# PROVIDED ENTRIES start
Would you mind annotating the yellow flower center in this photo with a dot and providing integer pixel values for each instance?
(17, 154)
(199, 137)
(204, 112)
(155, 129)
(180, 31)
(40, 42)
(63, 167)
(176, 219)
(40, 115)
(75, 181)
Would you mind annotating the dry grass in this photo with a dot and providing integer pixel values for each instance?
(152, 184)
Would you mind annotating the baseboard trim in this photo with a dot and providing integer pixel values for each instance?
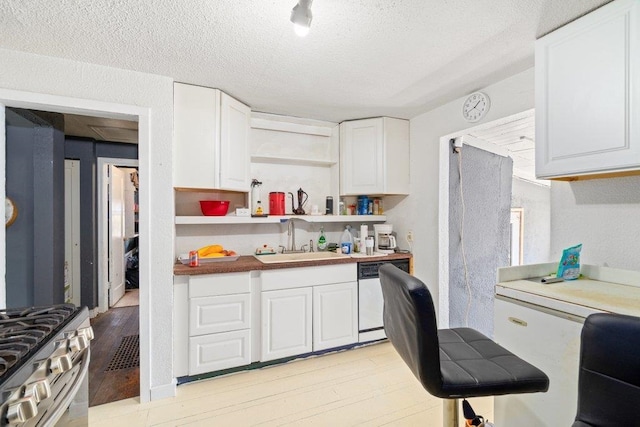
(164, 391)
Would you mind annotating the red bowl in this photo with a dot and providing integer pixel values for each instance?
(214, 207)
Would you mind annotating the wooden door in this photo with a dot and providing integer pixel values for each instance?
(117, 179)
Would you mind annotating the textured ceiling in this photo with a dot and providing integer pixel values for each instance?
(362, 58)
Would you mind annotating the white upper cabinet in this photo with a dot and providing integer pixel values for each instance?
(374, 156)
(211, 139)
(588, 94)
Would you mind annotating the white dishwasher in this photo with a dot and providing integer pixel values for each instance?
(370, 301)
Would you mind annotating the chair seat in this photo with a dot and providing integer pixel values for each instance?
(473, 365)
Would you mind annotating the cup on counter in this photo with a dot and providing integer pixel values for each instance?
(368, 243)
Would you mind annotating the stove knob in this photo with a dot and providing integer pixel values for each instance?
(87, 332)
(40, 390)
(22, 410)
(77, 344)
(60, 364)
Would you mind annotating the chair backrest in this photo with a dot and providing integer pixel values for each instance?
(609, 377)
(410, 324)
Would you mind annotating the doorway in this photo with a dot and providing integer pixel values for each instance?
(114, 373)
(512, 137)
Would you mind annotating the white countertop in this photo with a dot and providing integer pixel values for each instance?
(602, 290)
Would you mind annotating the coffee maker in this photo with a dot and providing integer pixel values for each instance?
(385, 242)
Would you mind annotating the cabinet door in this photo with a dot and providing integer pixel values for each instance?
(234, 144)
(213, 352)
(219, 314)
(286, 323)
(196, 116)
(587, 97)
(361, 157)
(335, 315)
(551, 342)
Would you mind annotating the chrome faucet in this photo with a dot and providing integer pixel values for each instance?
(291, 240)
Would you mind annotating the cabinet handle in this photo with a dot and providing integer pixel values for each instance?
(517, 321)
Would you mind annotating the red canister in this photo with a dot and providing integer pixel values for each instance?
(276, 203)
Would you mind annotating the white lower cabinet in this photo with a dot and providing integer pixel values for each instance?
(308, 309)
(335, 322)
(223, 350)
(212, 328)
(286, 323)
(219, 314)
(549, 340)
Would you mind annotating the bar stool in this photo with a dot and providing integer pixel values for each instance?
(449, 363)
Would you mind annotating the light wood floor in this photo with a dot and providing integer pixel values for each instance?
(369, 386)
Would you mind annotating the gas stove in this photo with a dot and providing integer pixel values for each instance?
(44, 358)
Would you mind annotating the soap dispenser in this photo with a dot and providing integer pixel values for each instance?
(322, 240)
(346, 241)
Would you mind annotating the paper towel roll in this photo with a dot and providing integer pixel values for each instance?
(364, 232)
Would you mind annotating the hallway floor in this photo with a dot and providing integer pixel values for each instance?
(110, 377)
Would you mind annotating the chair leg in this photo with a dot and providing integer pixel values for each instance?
(450, 413)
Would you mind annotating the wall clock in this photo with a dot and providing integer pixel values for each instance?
(10, 212)
(475, 107)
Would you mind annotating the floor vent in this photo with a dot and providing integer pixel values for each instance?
(127, 355)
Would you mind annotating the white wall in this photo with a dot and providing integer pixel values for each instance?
(43, 82)
(420, 211)
(603, 215)
(535, 200)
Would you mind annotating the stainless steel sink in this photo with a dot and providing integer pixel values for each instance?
(305, 256)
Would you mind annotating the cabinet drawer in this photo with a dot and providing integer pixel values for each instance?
(214, 352)
(219, 314)
(288, 278)
(208, 285)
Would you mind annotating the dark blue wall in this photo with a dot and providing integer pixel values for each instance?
(35, 242)
(36, 149)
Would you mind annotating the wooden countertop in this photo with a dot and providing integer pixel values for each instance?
(249, 263)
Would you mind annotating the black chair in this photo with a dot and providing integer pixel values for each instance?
(449, 363)
(609, 376)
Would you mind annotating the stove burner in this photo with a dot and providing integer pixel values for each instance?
(21, 330)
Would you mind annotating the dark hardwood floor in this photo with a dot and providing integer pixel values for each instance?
(109, 329)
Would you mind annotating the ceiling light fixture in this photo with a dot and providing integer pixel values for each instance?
(301, 17)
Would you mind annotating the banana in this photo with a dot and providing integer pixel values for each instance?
(205, 251)
(214, 255)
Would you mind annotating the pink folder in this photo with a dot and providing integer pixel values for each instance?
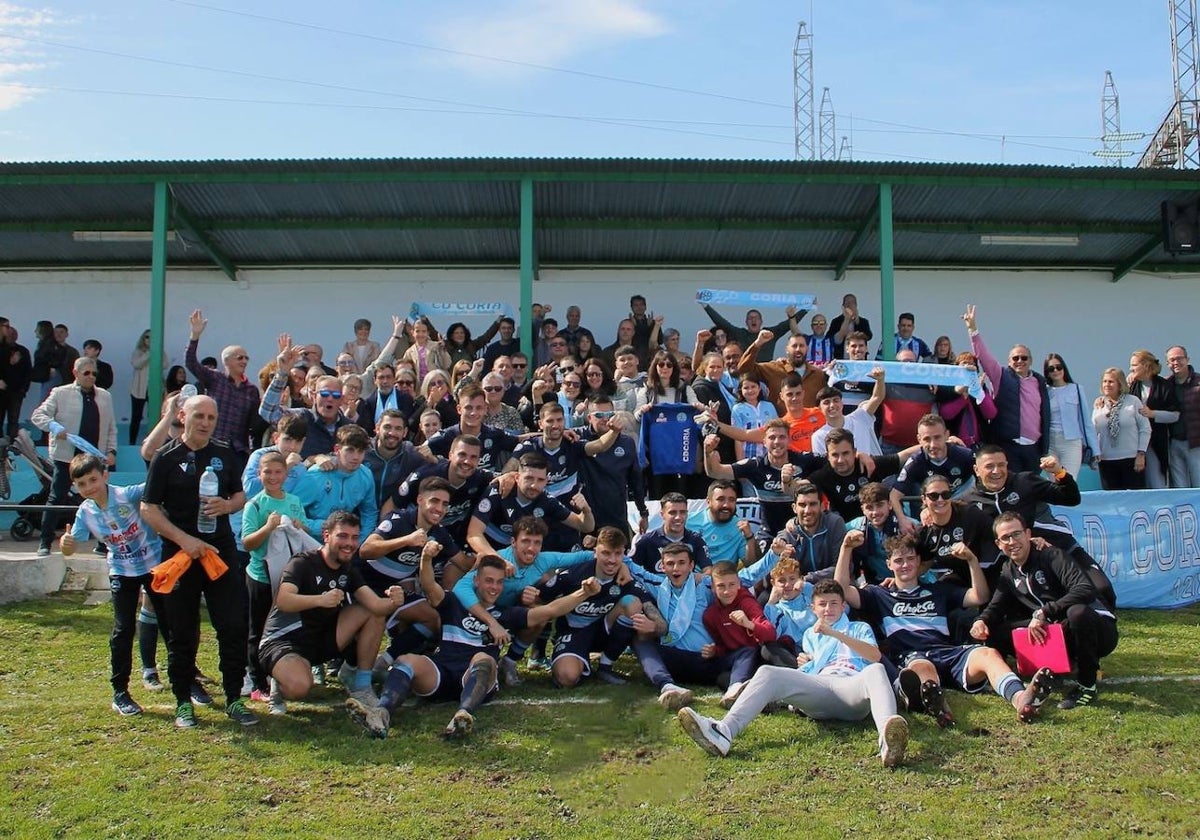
(1051, 654)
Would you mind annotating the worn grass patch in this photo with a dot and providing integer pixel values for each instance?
(619, 767)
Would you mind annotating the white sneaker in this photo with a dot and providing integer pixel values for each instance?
(375, 719)
(705, 731)
(895, 739)
(731, 695)
(673, 697)
(509, 672)
(366, 696)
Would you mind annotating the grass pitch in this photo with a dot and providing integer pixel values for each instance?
(597, 762)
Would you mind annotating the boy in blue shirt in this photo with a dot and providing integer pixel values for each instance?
(111, 514)
(348, 485)
(840, 678)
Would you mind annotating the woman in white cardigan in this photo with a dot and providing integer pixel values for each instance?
(1122, 433)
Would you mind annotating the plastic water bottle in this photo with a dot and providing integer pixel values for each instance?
(210, 487)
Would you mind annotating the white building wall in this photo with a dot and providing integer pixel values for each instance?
(1081, 315)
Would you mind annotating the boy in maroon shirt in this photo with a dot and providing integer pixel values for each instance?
(735, 621)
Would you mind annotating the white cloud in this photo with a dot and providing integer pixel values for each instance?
(545, 31)
(18, 58)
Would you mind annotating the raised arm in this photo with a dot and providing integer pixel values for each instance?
(841, 571)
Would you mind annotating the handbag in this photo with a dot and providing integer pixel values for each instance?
(1089, 453)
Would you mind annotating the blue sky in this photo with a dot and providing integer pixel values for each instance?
(910, 79)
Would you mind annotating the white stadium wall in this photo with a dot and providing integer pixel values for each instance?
(1081, 315)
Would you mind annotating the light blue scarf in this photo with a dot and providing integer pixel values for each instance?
(677, 606)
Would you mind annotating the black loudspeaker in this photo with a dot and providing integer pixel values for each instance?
(1181, 227)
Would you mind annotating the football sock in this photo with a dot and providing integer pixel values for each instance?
(396, 685)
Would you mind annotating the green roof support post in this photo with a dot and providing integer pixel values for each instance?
(887, 271)
(528, 269)
(157, 298)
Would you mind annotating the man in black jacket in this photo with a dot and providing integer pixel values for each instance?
(997, 491)
(1038, 587)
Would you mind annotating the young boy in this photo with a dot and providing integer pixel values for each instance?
(915, 617)
(879, 522)
(347, 486)
(261, 516)
(735, 621)
(789, 610)
(840, 678)
(111, 515)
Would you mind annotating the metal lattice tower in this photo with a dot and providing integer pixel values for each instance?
(1110, 120)
(1175, 144)
(802, 89)
(828, 129)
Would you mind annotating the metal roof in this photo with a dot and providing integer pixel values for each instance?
(467, 211)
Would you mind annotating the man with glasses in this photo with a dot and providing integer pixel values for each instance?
(1185, 447)
(237, 396)
(79, 408)
(472, 408)
(387, 397)
(1023, 402)
(613, 478)
(171, 507)
(1039, 587)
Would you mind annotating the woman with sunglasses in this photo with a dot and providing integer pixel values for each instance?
(943, 523)
(570, 393)
(435, 396)
(967, 418)
(1123, 433)
(461, 346)
(1159, 406)
(498, 414)
(1071, 430)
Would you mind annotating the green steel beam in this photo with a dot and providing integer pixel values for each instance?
(157, 299)
(887, 270)
(847, 256)
(618, 223)
(528, 268)
(1132, 262)
(990, 177)
(215, 253)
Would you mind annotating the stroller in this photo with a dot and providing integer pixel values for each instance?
(28, 521)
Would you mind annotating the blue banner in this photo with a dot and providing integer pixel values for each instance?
(907, 372)
(450, 312)
(780, 299)
(1146, 540)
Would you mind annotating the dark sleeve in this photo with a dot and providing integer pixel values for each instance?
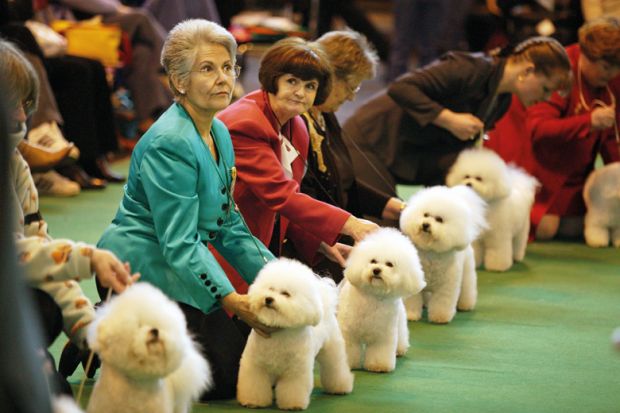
(370, 200)
(421, 92)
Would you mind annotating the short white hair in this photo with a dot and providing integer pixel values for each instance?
(181, 45)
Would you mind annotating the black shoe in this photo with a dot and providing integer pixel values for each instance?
(71, 356)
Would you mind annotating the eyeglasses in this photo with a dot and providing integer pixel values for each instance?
(351, 89)
(227, 70)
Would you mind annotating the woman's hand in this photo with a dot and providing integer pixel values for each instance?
(110, 271)
(337, 253)
(393, 208)
(239, 304)
(602, 117)
(358, 228)
(464, 126)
# PROVIDED ENTRIES end
→ **REQUIREMENT**
Write out the lines of the material from the one containing "Would you mind annotating the young" through the last, exactly and only those. Leave every picture out.

→ **OUTPUT FOR THIS TASK**
Would you mind annotating the young boy in this photo with a dot and providing integer pixel values for each instance?
(915, 617)
(879, 522)
(347, 486)
(261, 516)
(735, 621)
(789, 610)
(840, 678)
(111, 515)
Would you mind annotating the metal lattice tower in this photo with a dot and providing integer pixel values for each instance?
(1110, 120)
(1175, 144)
(802, 89)
(828, 129)
Would you mind annotating the metal roof in this photo with a dot and providing integer pixel values for each instance?
(467, 211)
Would you mind annotating the man with glasses in this photo with a dot and providing integer pixel values for each instance?
(1185, 447)
(237, 396)
(79, 408)
(472, 408)
(387, 397)
(1023, 402)
(613, 478)
(171, 507)
(1039, 587)
Would you mind annotating the woman with sunglasses in this photo with a dot and providing integer pixel values for each instance?
(943, 523)
(570, 393)
(435, 396)
(967, 418)
(1123, 433)
(461, 346)
(1159, 406)
(498, 414)
(1071, 430)
Would you mind annotating the green steel beam in this photo with a dot and providing integer pixel values for each instance?
(157, 299)
(887, 270)
(847, 256)
(618, 223)
(528, 268)
(1132, 262)
(990, 177)
(215, 253)
Would you mind annotating the stroller in this photo with a dot and providing integer pixel values for each instance?
(28, 521)
Would you mind annotating the blue banner in this photo with a dot and providing integer pixel values for each instance?
(907, 372)
(450, 312)
(780, 299)
(1146, 540)
Would you mind annotating the dark sleeve in this photo with a dot and providing integer pixel values for each instance?
(370, 200)
(421, 92)
Would you mind annotating the short white hair in this photo with a dot and providing integer pixel values for each instance?
(181, 45)
Would you mind annotating the black shoe in this photo with a dot and providing integer pixel values for each instance?
(71, 356)
Would you mind annotating the eyeglasses in this photo with a dot and providing integer pixel values for each instance?
(351, 89)
(227, 70)
Would you mind annotating the woman's hand in this photo with a dot and providing integer pixel values for each instance?
(110, 271)
(337, 253)
(393, 208)
(239, 304)
(602, 117)
(358, 228)
(464, 126)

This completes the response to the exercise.